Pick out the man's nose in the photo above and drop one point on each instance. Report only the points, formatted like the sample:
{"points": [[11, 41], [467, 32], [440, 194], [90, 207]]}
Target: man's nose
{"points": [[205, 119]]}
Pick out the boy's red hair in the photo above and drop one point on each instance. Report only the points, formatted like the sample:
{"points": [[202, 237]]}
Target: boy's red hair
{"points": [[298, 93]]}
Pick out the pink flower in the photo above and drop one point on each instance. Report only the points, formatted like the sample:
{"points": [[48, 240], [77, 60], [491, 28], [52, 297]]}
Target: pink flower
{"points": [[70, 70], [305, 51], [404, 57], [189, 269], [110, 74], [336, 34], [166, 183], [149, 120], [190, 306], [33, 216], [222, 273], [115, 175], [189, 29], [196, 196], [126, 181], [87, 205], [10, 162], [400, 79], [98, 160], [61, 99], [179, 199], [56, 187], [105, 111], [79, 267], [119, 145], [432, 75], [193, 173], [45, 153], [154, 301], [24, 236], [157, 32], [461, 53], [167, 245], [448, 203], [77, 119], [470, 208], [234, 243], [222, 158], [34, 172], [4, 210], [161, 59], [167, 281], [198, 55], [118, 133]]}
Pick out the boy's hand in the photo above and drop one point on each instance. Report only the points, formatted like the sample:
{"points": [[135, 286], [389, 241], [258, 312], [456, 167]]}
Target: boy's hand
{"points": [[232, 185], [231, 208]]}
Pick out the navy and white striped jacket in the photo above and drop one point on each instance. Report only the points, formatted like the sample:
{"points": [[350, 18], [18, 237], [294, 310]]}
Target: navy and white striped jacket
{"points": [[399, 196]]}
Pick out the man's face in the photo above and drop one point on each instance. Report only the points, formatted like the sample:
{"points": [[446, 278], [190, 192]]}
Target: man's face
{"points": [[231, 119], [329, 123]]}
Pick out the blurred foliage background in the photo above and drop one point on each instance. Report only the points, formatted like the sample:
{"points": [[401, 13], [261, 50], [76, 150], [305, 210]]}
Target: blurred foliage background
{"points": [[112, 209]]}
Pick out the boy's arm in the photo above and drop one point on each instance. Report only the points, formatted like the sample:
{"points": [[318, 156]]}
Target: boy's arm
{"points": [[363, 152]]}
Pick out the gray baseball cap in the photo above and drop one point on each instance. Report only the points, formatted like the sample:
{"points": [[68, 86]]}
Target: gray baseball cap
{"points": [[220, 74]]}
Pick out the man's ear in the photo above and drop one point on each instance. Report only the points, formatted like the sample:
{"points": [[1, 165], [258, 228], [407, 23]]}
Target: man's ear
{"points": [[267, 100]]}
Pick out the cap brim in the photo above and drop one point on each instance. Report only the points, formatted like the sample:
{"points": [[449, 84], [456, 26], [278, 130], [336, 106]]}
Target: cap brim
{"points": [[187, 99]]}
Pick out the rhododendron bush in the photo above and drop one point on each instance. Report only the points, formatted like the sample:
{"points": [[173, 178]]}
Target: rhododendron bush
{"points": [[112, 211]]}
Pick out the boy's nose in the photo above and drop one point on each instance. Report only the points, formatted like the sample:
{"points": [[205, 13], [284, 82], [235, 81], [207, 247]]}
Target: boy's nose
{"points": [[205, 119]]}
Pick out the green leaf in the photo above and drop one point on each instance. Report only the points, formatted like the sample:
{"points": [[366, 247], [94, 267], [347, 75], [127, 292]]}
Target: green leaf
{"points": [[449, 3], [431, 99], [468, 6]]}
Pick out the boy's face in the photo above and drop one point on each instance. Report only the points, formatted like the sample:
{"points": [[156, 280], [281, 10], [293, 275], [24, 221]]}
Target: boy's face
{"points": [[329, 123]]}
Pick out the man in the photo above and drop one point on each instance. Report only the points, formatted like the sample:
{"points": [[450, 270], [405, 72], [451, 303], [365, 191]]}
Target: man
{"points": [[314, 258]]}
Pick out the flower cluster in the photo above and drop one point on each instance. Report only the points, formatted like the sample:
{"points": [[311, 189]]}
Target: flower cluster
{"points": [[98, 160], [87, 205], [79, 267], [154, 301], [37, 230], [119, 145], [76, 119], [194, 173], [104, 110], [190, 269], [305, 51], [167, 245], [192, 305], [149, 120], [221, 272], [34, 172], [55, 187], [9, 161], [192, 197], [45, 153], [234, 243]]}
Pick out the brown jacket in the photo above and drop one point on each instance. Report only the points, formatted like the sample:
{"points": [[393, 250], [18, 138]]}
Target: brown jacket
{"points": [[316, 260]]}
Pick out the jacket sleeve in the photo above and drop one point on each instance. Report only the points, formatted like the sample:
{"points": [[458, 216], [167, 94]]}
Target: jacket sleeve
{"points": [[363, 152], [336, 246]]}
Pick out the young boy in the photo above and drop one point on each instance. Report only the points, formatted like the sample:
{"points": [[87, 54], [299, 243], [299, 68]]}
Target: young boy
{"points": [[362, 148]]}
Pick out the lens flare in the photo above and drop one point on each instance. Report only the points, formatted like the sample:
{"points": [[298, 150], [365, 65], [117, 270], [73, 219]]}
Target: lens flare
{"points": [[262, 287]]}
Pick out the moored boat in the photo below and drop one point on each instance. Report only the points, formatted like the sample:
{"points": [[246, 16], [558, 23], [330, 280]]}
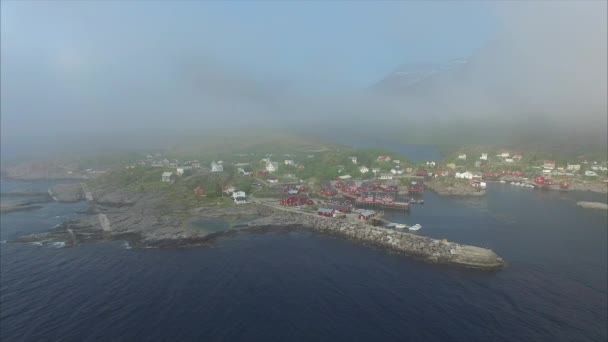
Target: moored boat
{"points": [[415, 227]]}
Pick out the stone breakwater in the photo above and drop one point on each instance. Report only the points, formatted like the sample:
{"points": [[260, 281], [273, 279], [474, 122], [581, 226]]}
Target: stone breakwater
{"points": [[593, 205], [136, 219], [428, 249]]}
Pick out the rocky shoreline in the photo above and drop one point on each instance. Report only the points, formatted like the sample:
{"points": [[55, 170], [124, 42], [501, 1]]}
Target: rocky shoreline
{"points": [[135, 217], [593, 205]]}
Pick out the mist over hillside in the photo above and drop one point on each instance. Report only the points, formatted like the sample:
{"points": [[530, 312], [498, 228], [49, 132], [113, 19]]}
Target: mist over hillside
{"points": [[540, 79]]}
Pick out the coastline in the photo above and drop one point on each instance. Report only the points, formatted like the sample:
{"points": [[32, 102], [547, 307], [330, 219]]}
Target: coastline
{"points": [[133, 217]]}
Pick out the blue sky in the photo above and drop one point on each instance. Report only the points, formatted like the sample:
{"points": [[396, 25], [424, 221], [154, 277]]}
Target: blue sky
{"points": [[348, 43]]}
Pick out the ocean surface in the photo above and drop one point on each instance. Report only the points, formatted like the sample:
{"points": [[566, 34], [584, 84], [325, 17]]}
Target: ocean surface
{"points": [[300, 286]]}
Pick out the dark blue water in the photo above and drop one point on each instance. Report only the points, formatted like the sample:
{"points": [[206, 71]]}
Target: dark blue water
{"points": [[300, 286]]}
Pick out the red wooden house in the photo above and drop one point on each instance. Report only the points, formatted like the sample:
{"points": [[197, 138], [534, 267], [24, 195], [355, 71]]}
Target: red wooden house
{"points": [[366, 215], [326, 212], [200, 192]]}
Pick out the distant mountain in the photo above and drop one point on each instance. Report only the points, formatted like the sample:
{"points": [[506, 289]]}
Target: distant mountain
{"points": [[414, 77]]}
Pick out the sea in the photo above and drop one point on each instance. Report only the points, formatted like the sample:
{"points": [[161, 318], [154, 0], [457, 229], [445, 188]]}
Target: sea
{"points": [[302, 286]]}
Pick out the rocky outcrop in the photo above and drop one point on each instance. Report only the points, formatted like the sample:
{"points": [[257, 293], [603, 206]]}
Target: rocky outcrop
{"points": [[22, 201], [452, 187], [593, 205], [66, 192], [428, 249], [140, 219]]}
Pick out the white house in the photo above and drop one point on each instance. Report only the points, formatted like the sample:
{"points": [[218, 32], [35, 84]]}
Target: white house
{"points": [[216, 167], [549, 164], [573, 167], [239, 197], [464, 175], [229, 189], [167, 177], [272, 166], [386, 176]]}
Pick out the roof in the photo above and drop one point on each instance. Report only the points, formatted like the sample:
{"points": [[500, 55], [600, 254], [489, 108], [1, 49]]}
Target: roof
{"points": [[367, 212]]}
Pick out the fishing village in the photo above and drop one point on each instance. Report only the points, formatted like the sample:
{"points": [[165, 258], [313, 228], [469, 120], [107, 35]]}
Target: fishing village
{"points": [[158, 200]]}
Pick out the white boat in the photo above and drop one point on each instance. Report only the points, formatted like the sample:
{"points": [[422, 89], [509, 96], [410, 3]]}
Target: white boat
{"points": [[415, 227]]}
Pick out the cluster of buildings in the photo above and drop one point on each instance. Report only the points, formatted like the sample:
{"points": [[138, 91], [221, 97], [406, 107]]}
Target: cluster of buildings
{"points": [[550, 167]]}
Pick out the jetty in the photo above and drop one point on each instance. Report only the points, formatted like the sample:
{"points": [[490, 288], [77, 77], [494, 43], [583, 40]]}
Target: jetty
{"points": [[425, 248]]}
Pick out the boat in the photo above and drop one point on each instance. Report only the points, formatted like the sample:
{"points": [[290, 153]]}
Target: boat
{"points": [[415, 227]]}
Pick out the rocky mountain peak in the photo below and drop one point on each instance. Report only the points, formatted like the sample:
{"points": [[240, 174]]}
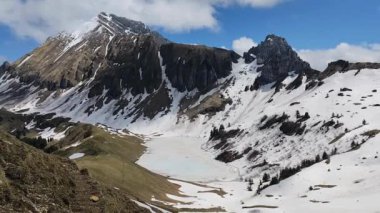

Exercise objective: Return the lines of the listing word for word, starting with the line that contains "Pick out the rocky mountain" and going through the end of the listing, and leave the picture out of your answer.

Task solution:
Pick out the rocky mountain peak in the photo below and drop one point on each instance. Report only the points, formatted like the sample:
{"points": [[240, 174]]}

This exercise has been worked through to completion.